* [DATA]
»»
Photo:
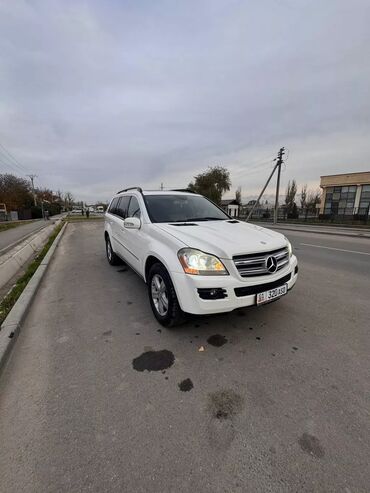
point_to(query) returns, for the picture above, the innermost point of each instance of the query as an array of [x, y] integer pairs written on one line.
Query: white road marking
[[337, 249]]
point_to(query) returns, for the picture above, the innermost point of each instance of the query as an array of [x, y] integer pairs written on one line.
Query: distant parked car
[[193, 256]]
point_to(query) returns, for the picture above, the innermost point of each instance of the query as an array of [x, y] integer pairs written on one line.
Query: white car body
[[224, 239]]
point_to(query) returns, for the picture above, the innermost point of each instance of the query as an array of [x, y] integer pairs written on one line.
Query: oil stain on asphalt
[[311, 445], [217, 340], [186, 385], [154, 360]]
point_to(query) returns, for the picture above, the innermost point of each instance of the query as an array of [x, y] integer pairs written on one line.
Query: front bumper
[[187, 286]]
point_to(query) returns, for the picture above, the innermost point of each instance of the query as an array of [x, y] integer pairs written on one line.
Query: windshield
[[182, 208]]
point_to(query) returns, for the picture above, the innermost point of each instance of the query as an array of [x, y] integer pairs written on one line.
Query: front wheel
[[162, 297]]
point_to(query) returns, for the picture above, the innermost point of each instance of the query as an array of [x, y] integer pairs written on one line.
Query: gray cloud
[[99, 95]]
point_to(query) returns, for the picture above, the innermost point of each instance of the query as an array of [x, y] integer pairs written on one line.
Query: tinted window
[[113, 205], [122, 206], [180, 208], [134, 208]]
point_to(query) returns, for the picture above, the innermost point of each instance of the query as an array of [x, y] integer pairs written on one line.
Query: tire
[[112, 258], [162, 297]]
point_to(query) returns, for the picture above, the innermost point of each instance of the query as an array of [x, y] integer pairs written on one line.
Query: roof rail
[[182, 190], [131, 188]]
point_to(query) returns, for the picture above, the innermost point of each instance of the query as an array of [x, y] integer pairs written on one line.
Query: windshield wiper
[[207, 218], [197, 219]]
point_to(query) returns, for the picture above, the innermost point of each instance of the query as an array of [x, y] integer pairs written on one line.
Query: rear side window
[[122, 206], [113, 205], [134, 208]]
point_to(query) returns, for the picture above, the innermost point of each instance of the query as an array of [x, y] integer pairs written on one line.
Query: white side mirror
[[132, 223]]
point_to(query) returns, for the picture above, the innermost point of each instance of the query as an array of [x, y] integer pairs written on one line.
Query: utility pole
[[32, 177], [279, 161], [278, 166]]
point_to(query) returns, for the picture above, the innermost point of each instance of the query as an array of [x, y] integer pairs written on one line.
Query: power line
[[10, 157]]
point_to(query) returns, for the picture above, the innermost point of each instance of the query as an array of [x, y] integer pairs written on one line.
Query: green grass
[[9, 301], [4, 226]]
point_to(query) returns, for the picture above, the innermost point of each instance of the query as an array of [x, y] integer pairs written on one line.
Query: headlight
[[290, 248], [199, 263]]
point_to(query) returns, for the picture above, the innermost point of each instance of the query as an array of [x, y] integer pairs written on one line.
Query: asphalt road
[[282, 406]]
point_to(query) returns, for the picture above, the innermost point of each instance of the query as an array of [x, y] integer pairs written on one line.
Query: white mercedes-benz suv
[[193, 257]]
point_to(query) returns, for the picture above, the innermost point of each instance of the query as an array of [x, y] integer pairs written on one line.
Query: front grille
[[259, 288], [212, 293], [254, 264]]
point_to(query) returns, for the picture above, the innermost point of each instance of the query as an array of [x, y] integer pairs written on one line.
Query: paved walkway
[[313, 228]]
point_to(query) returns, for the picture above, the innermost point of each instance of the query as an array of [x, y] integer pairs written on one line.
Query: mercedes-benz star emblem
[[271, 264]]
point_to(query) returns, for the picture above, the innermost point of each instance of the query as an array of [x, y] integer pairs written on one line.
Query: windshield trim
[[180, 195]]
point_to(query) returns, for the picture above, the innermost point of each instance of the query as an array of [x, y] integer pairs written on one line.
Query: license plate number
[[271, 294]]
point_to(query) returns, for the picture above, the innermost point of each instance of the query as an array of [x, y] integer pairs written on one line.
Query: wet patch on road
[[154, 360], [311, 445], [217, 340], [186, 385], [224, 404]]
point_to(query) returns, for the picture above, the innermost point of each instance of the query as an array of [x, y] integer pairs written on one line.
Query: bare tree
[[291, 206]]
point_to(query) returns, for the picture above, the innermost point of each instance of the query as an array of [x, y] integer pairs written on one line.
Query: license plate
[[271, 294]]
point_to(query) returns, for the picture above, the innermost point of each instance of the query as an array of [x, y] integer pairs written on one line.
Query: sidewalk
[[313, 228]]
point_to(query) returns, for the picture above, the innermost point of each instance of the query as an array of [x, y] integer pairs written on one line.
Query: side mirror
[[132, 223]]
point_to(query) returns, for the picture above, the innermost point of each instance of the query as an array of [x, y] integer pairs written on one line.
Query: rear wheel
[[113, 259], [162, 297]]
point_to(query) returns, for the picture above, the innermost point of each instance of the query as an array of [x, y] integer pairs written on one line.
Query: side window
[[113, 205], [134, 208], [122, 206]]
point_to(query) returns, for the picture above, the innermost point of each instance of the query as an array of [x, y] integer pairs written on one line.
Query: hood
[[225, 239]]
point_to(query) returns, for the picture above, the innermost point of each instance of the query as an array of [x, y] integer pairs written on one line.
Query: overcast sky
[[99, 95]]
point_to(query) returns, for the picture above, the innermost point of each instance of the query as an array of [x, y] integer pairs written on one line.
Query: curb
[[12, 325], [12, 261], [332, 233]]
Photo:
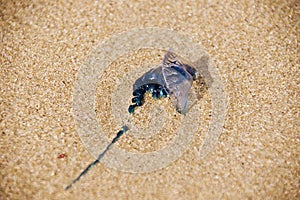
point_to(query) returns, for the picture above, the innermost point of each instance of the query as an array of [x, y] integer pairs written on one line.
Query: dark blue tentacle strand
[[119, 134]]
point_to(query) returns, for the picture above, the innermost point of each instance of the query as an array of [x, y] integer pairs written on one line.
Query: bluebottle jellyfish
[[173, 78]]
««
* [WHAT IS NEEDED] Copy the records above exactly. The pictures are not part of the copy.

* [PROBLEM SOLUTION]
Photo:
point_to(query) returns, for the picture above, the innermost point of each instance of the query as an array of [x, y] integer pairs written on one line.
Query: white road marking
[[337, 249]]
point_to(query) returns, for the picture above, the innermost point of each instance of the query as an array of [x, y] integer pairs written on one line.
Query: distant parked car
[[193, 256]]
point_to(query) returns, for the picture above, the innermost point of each instance of the query as an array of [x, y] integer pairs written on one line.
Query: white car body
[[224, 239]]
point_to(query) returns, for the picture above, the innermost point of each instance of the query as an array of [x, y] integer pairs written on one line.
Query: oil stain on asphalt
[[311, 445], [217, 340], [186, 385], [154, 360]]
point_to(query) returns, for the picture above, the innermost point of each instance of the query as an array of [x, y] integer pairs written on one line.
Query: front bumper
[[187, 286]]
point_to(query) returns, for the picture above, the innermost point of each instance of the query as an array of [x, y] integer pairs written on one line.
Query: windshield
[[182, 208]]
point_to(query) returns, for the picture above, the innermost point of each instance of the query as an array of [x, y] integer pairs written on one line.
Query: front wheel
[[162, 297]]
point_to(query) returns, for the picture above, the innermost point of each instance of the query as an array of [x, y] integer pairs written on one line.
Query: gray cloud
[[99, 95]]
point_to(query) returns, for the picture above, the innermost point of each instance of the query as an array of [x, y] integer pairs written on one line.
Query: tinted window
[[113, 205], [122, 206], [180, 208], [134, 208]]
point_to(query) returns, for the picture above, the innermost point of each instance of the query as an array of [x, y] integer pairs written on one line.
Query: tire
[[112, 258], [162, 297]]
point_to(query) returns, for the picture above, the innermost point of each instance of the query as an array of [x, y] integer pairs written on one line.
Query: roof rail
[[182, 190], [131, 188]]
point_to(query) returns, for the picture above, the innermost point of each instance of the query as an array of [x, y] integer pairs written on one line.
Query: windshield wiper
[[207, 218], [197, 219]]
point_to(query) returns, for the picture above, the innermost point of each instance of the query as an array of [x, y] integer pairs written on one line.
Query: rear side window
[[122, 206], [113, 205], [134, 208]]
point_to(query) returns, for the picture above, the innermost point of each instance of the query as an array of [x, y] integer pairs written on one line.
Query: white side mirror
[[132, 223]]
point_to(query) returns, for the picture above, the innermost point of each instance of the query as an array of [x, y] integer pairs written on one line.
Query: utility pole
[[32, 177], [279, 161], [278, 166]]
point_to(query) returns, for the picture above, the innermost point of each instance of the query as an array of [x, y] integer pairs written on one line.
Query: power line
[[10, 157]]
point_to(query) returns, for the picture above, the innermost point of each instance of the query as an array of [x, y] integer pairs written on one line.
Query: green grass
[[9, 301], [4, 226]]
point_to(query) returns, for the picture above, the innermost point of each instance of the query as an array of [x, y] integer pairs written on one line.
Query: headlight
[[290, 248], [199, 263]]
point_to(query) returns, for the picture above, the innermost point of each instance of the query as an array of [x, y] integer pairs written on one line.
Query: asphalt road
[[282, 406]]
point_to(query) returns, for the picture above, the innermost point of each instance of the query as an array of [x, y] integer pairs written on one line.
Query: white mercedes-benz suv
[[193, 257]]
point_to(query) returns, for the picture above, the innermost point of each instance of the query as an array of [x, y] integer pairs written on one line.
Query: front grille
[[259, 288], [212, 293], [254, 264]]
point_to(query) returns, for the picture above, the innermost point of each instance of the query as an array of [x, y] integer pairs written on one line.
Query: paved walkway
[[313, 228]]
point_to(query) returns, for the picture above, the innermost point of each instance of the query as an array of [x, y] integer pairs written on one line.
Query: mercedes-benz star emblem
[[271, 264]]
point_to(query) returns, for the picture above, the innermost point of each instance of the query as an array of [x, y] integer pairs written on one line.
Query: windshield trim
[[180, 195]]
point_to(query) returns, for the picture above, the innermost point of each instance of the query as an array of [x, y] integer pairs written on one line.
Query: license plate number
[[271, 294]]
point_to(query) returns, for the picture above, the innermost point of each instance of the query as an array of [x, y] integer pairs written on one line.
Query: wet patch on road
[[154, 360], [311, 445], [217, 340], [186, 385], [224, 404]]
point_to(query) returns, for the picture above, the innermost point of each instance of the query as an array of [x, y] integer pairs written on one line.
Query: bare tree
[[291, 206]]
point_to(query) returns, for the picture above, the innermost point of each instance of the query as an array of [x, y] integer pairs written on one line.
Query: license plate
[[271, 294]]
point_to(query) returns, for the picture above, the innermost point of each instance of the query as an array of [x, y] integer pairs written on one line.
Query: sidewalk
[[313, 228]]
point_to(query) returns, for the picture above, the innermost point of each instance of the query as an array of [x, y] integer pairs written on one line.
Query: side mirror
[[132, 223]]
point_to(query) returns, for the picture above, the innermost point of each instance of the query as an array of [x, y] integer pairs written on one line.
Query: rear wheel
[[113, 259], [162, 297]]
point_to(query) returns, for the picture above, the innermost point of each instance of the query as an array of [x, y] integer pairs written on one line.
Query: side window
[[113, 205], [134, 208], [122, 206]]
point_to(query) returns, for the picture above, the innermost point of each instance of the query as an array of [x, y] integer pairs written on one line.
Query: hood
[[225, 239]]
point_to(query) returns, for the picture above, the innermost point of each instance of the query as an array of [x, y] integer pairs written on one line.
Query: overcast sky
[[99, 95]]
point_to(query) returns, for the picture above, the innermost point of each instance of the query as an array of [x, y] integer pairs written on one line.
Query: curb
[[12, 325], [12, 261], [332, 233]]
Photo:
point_to(query) returns, for the picture above, the innermost point of each instance of the query as an array of [x, y] integer pairs written on one line.
Query: dark blue tentacle strand
[[119, 134]]
point_to(query) returns, for the picture above, the innermost point of each instance of the query as an array of [x, y] integer pairs written on one line.
Query: bluebottle jellyfish
[[173, 78]]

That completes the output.